| REQUIREMENT |
Count the lines in the listing below that contain the string "woman", and reply with only that number.
━━━━━━
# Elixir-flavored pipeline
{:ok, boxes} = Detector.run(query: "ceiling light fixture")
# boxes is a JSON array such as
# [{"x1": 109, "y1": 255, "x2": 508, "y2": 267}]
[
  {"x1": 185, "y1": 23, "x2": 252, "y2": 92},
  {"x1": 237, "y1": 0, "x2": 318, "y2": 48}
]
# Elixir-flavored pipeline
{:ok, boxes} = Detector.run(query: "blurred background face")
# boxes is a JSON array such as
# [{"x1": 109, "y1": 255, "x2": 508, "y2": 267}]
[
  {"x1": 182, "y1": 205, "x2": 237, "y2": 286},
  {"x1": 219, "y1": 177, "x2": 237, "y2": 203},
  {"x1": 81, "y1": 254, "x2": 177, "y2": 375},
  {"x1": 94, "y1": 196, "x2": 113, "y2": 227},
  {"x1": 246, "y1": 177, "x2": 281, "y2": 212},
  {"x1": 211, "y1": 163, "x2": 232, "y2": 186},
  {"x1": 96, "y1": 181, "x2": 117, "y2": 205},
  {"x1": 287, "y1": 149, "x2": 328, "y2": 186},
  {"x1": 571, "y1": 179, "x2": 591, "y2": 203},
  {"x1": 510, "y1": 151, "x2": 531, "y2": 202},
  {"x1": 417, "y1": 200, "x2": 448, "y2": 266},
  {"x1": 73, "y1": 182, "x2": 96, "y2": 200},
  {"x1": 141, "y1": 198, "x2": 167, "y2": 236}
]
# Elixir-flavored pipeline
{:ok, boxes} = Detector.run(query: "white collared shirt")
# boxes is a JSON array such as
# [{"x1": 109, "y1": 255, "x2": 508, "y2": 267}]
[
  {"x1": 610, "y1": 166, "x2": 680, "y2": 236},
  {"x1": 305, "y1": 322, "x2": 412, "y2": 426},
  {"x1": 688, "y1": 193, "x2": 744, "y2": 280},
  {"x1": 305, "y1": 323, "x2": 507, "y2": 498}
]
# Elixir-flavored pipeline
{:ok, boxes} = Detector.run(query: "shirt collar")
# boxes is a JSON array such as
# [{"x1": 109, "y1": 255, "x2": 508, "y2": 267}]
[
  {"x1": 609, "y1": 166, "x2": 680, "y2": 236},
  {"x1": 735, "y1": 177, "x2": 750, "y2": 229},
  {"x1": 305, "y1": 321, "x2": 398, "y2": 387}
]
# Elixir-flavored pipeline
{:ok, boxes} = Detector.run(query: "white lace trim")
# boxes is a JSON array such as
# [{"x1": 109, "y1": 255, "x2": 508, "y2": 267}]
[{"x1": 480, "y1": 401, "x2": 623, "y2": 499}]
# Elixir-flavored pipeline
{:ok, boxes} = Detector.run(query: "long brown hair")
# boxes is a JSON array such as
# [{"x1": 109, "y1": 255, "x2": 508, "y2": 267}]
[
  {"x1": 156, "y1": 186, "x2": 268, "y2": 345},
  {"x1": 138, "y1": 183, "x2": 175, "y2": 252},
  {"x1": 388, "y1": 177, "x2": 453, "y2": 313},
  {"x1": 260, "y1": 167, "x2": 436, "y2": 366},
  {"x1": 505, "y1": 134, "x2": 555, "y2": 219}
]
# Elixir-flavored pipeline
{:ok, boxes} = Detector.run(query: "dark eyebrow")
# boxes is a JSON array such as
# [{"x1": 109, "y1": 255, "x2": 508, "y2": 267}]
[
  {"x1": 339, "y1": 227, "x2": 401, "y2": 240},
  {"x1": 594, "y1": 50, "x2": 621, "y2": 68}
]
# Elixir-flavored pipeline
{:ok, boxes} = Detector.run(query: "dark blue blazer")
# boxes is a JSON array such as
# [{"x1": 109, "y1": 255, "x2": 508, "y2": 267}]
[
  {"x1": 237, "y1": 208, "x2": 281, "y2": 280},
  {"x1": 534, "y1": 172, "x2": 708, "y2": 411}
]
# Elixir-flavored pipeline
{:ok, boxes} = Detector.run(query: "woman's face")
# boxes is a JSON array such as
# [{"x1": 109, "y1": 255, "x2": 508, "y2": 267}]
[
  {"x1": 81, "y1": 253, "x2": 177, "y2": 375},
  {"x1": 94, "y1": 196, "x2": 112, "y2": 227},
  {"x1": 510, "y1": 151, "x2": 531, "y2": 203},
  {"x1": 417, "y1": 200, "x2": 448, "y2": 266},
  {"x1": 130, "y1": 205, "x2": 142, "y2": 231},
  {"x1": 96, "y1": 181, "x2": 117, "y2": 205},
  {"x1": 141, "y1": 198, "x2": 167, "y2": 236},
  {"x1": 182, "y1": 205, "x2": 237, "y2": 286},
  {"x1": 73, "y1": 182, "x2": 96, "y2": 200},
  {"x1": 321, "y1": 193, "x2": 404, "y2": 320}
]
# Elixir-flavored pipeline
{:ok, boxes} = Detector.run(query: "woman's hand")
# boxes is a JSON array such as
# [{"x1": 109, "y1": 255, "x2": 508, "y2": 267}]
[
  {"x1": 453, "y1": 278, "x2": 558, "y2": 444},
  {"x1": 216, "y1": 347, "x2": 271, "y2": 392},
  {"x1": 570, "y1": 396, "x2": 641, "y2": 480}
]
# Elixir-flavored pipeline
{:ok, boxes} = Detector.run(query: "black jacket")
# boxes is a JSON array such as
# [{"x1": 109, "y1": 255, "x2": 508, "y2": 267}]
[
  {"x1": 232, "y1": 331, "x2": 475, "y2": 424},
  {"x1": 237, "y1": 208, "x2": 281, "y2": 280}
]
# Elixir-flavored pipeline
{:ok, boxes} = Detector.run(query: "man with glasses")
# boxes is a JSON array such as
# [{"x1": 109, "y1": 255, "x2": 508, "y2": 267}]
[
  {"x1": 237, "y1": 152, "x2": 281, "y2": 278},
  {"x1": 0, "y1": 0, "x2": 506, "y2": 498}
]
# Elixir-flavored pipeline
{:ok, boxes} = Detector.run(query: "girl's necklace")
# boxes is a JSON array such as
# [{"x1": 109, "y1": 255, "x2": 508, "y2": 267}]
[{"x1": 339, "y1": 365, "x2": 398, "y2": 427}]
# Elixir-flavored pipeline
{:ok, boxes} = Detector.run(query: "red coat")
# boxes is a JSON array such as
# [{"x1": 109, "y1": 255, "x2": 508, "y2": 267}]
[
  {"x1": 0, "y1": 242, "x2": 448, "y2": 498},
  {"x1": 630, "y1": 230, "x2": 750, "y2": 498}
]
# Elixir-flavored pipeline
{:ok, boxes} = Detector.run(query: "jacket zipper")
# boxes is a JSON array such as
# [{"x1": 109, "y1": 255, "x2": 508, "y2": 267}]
━━━━━━
| TASK OUTPUT |
2